Work item: Would you filter these records and copy every line that has the word "Exercise"?
**********
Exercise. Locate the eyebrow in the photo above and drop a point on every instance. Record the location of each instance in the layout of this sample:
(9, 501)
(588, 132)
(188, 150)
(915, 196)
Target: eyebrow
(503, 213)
**********
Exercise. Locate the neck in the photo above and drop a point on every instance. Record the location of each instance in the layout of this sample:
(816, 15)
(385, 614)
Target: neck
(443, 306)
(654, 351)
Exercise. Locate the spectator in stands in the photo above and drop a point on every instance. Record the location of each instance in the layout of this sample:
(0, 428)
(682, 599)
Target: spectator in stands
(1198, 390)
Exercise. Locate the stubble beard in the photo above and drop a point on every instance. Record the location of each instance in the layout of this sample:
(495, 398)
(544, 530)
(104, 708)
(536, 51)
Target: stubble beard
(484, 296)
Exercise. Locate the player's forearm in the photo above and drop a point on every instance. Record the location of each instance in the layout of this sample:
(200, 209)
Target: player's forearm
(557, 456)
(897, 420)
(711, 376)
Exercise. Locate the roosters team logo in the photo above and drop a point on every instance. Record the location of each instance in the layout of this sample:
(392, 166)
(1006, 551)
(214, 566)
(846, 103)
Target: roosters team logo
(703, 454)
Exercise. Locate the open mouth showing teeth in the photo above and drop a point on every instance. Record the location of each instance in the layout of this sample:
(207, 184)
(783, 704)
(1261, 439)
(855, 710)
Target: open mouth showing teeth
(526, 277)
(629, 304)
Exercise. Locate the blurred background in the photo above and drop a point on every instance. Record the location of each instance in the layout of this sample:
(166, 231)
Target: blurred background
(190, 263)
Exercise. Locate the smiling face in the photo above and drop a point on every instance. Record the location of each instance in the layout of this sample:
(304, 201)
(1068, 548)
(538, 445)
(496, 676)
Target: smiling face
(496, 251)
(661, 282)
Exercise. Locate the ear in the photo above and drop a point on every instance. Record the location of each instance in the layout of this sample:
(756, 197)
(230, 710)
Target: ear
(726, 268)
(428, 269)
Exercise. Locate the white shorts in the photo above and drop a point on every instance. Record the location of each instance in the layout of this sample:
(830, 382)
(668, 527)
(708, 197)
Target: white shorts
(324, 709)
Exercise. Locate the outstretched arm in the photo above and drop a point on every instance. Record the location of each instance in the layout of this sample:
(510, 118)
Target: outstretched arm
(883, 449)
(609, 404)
**********
Response area:
Exercise. Locate the eyebrow in the photo above and drop a point on every instance. Record the location of each instance in the layout of this sample:
Exercise. Locate the neck in the photo above and drop a point on every instance. Record the location of each instance in the layout of this sample:
Exercise. Locate the spectator in stands in the photo above and drop a point on every instance. Record the location of each instance in the layout of this sample:
Exercise. Locate the stubble beard in the photo above and drop a point on every instance. Record the location of each instance in the layout of this sample:
Exercise. Locate the player's forearm in the photo above and drop a point on every instance. Record the location of each instance in the layout of this sample:
Exercise. Locate the roosters team logo in the photo above and drop a point on every instance. Record the location of each instance in the layout of this sample:
Exercise. Locate the open mouth showing teeth in the photo above and drop a point on every instance. Record the location of each instance in the layout of this sample:
Exercise. Locate the blurred background in the photo above and drop a point on every instance. Record the location of each instance in the layout of this sample:
Exercise. Locate the smiling face in the photo above and drop a point on every instance. Record the location of each instance in the layout of this sample:
Exercise. Locate the ear in the photo above and drop a point on every instance. Record the location of each instance in the layout of this sample:
Exercise. Locate the white shorts in the photo above and drop a point on every instance. Record the location of each instance in the layout of this sample:
Exercise. Locate the outstretched arm in the photo above and drop a point on every instance. Record the location of each instance in the layout of this sample:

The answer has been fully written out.